▶ **Objetivo A**:
Reproduza sem nenhuma alteração as entradas, começando pela primeira linha e parando depois da linha que contém "x=107, y=66", com as duas pontas incluídas.

▶ **Documento de origem**:

====

30 janeiro 2019

Original e criativo, "Vice" é, antes de tudo, um filme cínico

O diretor Adam McKay fez a escolha acertada ao chamar Christian Bale para viver o personagem Dick Cheney (Fotos: Universum Film/Divulgação)

Mirtes Helena Scalioni


Não há como negar: é muito criativa a forma que o diretor Adam McKay encontrou para mostrar como o jovem beberrão e mau elemento Dick Cheney se transformou, durante um tempo, no homem mais poderoso do mundo. A história do vice-presidente de George W. Bush, que ficou no poder de 2001 a 2009, é contada de um jeito original e único no filme "Vice", em que o diretor convida constantemente o espectador a observar, refletir, participar.

A narração em "off" e o depoimento direto para a câmera de alguns dos coadjuvantes da vida de Dick ajudam a carregar na ironia, quase caindo na galhofa. Não faltam piadas entre uma e outra cena, algumas ridicularizando figuras conhecidas da política norte-americana.

Não é por acaso que "Vice" é classificado por muitos como "comédia dramática". Na verdade, Dick Cheney parece ter nascido personagem. Coube a Adam McKay a difícil tarefa de mostrar ao público de forma inteligente o verdadeiro tabuleiro de xadrez da política e a falta de escrúpulos do segundo homem dos Estados Unidos quando se tratava de atingir seus objetivos. Principalmente no episódio das Torres Gêmeas, no 11 de setembro de 2001, que acabou desencadeando a questionável Guerra do Iraque.

====

(Registros do conjunto de dados)
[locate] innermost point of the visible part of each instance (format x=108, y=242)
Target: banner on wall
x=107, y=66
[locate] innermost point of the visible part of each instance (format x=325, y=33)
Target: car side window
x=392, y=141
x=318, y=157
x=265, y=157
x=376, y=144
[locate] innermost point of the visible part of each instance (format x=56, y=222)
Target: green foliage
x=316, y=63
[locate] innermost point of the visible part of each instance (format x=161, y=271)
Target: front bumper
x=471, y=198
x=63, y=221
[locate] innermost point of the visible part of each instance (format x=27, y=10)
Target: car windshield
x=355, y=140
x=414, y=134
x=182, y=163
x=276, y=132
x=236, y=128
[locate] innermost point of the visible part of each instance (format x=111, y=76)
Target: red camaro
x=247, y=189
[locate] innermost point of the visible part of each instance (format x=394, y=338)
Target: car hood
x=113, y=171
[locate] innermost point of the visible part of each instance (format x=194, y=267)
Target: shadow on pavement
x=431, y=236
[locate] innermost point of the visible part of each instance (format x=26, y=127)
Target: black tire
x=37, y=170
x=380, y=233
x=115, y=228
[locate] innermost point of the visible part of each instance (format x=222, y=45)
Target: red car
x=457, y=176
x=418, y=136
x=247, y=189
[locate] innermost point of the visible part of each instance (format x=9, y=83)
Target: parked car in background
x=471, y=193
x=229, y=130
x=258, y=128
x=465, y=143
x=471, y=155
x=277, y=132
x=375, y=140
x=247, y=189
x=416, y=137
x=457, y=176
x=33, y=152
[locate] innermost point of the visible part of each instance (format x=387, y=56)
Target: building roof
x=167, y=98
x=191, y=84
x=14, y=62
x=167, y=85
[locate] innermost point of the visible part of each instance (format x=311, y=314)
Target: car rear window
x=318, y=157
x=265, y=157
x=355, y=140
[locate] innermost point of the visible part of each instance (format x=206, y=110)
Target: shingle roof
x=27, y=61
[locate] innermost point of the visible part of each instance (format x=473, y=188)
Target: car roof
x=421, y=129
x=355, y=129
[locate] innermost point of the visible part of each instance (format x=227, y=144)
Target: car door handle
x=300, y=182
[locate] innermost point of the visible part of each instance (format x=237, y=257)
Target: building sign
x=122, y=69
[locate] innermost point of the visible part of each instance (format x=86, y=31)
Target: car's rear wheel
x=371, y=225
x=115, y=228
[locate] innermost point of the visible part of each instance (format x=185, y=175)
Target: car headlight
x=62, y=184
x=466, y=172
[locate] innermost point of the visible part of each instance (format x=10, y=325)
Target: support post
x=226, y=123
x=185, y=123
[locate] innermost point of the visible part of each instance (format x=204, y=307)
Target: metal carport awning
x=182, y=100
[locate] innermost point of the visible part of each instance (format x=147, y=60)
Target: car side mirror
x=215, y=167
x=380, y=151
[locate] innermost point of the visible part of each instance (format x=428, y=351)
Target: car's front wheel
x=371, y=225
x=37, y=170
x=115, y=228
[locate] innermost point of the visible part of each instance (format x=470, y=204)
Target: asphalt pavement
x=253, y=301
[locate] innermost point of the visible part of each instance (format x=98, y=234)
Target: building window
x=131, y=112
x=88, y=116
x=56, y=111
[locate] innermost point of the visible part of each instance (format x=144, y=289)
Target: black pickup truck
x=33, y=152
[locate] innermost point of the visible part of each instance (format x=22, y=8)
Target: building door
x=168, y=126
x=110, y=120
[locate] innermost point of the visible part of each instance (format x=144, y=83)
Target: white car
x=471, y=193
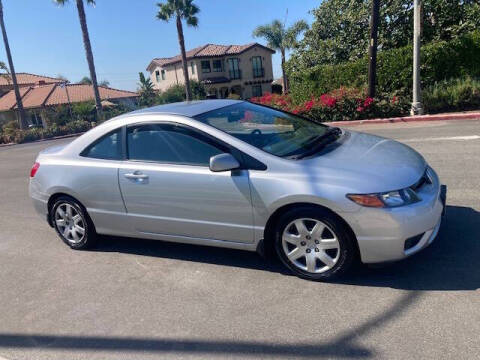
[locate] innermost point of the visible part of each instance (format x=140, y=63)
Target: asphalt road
x=138, y=299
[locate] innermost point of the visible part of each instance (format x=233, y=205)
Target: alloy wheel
x=311, y=245
x=70, y=223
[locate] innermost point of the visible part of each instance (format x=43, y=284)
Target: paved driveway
x=152, y=300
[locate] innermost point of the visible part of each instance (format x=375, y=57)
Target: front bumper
x=382, y=233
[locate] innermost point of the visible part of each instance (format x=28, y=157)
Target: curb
x=418, y=118
x=54, y=138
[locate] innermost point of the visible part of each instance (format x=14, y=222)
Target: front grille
x=424, y=180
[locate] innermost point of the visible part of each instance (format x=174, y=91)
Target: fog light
x=413, y=241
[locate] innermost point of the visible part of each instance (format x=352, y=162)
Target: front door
x=169, y=190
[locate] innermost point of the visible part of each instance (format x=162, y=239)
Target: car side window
x=169, y=143
x=108, y=147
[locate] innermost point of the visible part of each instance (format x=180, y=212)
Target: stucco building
x=245, y=70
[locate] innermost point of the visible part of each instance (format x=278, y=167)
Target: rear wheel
x=314, y=244
x=72, y=223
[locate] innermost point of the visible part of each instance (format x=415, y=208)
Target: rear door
x=169, y=190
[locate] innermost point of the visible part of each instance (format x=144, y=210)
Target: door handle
x=136, y=175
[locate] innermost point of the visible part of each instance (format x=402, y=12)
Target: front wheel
x=314, y=244
x=72, y=223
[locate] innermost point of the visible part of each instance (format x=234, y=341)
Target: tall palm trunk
x=284, y=75
x=88, y=51
x=21, y=111
x=181, y=41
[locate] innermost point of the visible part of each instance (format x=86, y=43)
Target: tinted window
x=276, y=132
x=167, y=143
x=107, y=147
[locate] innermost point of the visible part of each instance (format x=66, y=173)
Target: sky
x=46, y=39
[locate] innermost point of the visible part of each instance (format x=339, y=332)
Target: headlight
x=386, y=199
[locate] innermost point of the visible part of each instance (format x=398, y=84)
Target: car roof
x=186, y=108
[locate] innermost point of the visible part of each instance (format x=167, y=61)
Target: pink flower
x=368, y=101
x=308, y=105
x=328, y=100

====

▶ **Objetivo B**:
Responda com base na crítica do filme "Vice":
(i) Que ator foi chamado para viver Dick Cheney?
(ii) De que ano a que ano o vice-presidente de George W. Bush ficou no poder?
(iii) Como muitos classificam "Vice"?

▶ **Resposta escrita A**:
[locate] innermost point of the visible part of each instance (format x=108, y=242)
Target: banner on wall
x=107, y=66

▶ **Resposta escrita B**:
(i) Christian Bale.
(ii) De 2001 a 2009.
(iii) Como "comédia dramática".